◆ **ESTRATTO DEL DOCUMENTO**
San Ferdinando (RC) – “Fuoco, fuoco, fuoco”. Sono le due di notte del 27 gennaio. Chi si sveglia all’improvviso. Chi prova a uscire dal torpore del sonno. La plastica diventa incandescente. I riflessi delle fiamme illuminano la notte. Urla di donne. Chi scappa senza pensarci. Chi pensa a salvare i documenti. Chi prova a riempire lo zaino. Il fuoco propaga l’incendio. Duemila persone corrono più forte che possono. La pelle che brucia. Le fiamme altissime. Molte baracche sono già un mucchio di cenere.

◆ **COMPITO ASSEGNATO A**
Rispondi alle domande seguenti in base al brano sull'incendio di San Ferdinando:
(i) In quale giorno e a che ora si svolgono i fatti?
(ii) Quante persone corrono più forte che possono?
(iii) Che cosa sono già molte baracche?

◆ **DATI DEL COMPITO**
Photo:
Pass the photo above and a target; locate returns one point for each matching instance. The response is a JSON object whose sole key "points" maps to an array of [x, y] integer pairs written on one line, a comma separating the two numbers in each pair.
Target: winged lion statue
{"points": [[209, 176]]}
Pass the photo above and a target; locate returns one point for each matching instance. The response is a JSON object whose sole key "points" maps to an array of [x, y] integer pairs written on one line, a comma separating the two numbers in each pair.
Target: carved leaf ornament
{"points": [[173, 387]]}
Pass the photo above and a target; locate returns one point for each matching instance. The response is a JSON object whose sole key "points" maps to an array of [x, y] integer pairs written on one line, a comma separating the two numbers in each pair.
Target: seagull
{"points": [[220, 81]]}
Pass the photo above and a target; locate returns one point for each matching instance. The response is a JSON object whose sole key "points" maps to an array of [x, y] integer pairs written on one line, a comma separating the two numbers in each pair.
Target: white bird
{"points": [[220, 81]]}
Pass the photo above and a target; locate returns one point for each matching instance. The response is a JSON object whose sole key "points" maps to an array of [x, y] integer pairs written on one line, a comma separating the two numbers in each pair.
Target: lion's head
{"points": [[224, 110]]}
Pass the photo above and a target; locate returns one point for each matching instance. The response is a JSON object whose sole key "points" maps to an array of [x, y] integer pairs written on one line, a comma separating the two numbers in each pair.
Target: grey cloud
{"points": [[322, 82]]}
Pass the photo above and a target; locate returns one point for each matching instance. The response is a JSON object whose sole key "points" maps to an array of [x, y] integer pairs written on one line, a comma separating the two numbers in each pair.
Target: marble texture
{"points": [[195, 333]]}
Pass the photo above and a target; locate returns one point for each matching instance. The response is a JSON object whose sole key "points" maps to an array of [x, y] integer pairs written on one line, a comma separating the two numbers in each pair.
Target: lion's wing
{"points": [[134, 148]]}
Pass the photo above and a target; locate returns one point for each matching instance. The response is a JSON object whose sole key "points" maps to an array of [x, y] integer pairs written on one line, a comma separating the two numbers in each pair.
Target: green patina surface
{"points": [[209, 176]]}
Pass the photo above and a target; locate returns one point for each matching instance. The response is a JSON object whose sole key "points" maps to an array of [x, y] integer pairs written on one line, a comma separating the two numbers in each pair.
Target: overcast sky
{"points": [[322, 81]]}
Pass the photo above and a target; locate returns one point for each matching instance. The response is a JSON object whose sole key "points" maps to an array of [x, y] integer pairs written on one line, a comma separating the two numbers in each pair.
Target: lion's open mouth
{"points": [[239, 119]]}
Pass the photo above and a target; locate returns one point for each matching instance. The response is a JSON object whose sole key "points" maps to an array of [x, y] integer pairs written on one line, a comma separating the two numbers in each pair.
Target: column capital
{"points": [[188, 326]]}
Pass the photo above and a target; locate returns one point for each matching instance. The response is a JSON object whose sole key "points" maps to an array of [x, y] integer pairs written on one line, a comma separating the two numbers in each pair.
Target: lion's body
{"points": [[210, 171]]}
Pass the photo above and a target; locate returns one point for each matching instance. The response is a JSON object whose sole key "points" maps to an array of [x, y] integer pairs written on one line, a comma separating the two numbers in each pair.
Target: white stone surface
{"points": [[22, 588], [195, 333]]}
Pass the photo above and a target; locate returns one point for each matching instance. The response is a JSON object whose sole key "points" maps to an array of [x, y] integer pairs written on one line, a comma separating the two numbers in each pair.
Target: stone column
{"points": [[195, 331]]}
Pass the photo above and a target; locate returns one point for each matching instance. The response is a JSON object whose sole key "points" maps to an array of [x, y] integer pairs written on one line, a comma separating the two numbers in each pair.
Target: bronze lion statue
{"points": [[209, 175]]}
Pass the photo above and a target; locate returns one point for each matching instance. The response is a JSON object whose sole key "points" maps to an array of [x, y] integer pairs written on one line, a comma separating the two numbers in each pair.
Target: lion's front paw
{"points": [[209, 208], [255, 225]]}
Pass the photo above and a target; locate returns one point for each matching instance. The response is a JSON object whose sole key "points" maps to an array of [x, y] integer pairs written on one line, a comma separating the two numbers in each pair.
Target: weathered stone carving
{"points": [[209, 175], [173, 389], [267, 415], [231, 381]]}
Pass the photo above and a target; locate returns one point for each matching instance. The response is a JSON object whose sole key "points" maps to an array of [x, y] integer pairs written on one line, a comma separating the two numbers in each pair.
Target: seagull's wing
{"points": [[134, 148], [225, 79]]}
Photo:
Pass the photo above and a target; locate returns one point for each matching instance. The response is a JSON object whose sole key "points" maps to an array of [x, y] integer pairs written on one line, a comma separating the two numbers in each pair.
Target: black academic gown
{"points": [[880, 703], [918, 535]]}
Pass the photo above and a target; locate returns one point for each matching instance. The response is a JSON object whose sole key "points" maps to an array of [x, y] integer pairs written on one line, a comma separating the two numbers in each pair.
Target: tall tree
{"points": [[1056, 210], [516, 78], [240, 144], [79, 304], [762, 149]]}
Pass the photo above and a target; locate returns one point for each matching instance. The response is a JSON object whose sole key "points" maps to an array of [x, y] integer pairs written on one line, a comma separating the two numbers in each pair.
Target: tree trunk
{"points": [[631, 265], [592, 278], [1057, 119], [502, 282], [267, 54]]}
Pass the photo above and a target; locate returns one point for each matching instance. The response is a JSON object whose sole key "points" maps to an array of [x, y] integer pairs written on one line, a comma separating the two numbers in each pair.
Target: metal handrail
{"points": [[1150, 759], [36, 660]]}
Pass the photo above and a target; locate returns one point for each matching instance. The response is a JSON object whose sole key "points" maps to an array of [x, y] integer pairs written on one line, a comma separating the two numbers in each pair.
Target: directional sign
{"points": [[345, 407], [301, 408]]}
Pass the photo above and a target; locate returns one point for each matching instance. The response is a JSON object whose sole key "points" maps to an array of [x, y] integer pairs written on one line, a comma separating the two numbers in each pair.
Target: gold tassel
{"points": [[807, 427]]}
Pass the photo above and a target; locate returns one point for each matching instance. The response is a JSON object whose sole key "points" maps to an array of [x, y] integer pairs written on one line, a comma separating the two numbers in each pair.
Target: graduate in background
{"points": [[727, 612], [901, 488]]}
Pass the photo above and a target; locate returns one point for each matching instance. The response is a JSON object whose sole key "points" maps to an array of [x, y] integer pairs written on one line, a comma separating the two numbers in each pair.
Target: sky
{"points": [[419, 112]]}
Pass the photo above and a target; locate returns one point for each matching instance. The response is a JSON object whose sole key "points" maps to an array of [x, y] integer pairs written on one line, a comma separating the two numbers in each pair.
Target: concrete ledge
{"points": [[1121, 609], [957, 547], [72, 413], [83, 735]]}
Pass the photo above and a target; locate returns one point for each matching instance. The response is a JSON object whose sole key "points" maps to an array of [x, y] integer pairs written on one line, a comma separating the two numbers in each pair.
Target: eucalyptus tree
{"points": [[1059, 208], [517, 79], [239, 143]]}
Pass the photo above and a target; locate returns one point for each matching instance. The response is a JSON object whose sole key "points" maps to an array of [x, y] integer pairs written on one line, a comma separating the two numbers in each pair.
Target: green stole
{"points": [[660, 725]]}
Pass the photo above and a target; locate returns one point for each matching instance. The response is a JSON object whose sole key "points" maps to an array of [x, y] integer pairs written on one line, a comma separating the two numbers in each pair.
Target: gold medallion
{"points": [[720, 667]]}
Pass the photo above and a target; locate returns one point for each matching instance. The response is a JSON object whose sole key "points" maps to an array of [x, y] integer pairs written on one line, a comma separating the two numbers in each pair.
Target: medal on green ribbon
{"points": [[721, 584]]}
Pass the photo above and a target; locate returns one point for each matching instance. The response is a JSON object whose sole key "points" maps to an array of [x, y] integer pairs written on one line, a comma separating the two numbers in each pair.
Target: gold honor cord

◆ **COMPITO ASSEGNATO B**
Estrai dai record ogni riga in cui compare la stringa "surface", distinguendo tra maiuscole e minuscole.

◆ **RISPOSTA COMPLETA A**
(i) Il 27 gennaio, alle due di notte.
(ii) Duemila.
(iii) Un mucchio di cenere.

◆ **RISPOSTA COMPLETA B**
Target: green patina surface
Target: white stone surface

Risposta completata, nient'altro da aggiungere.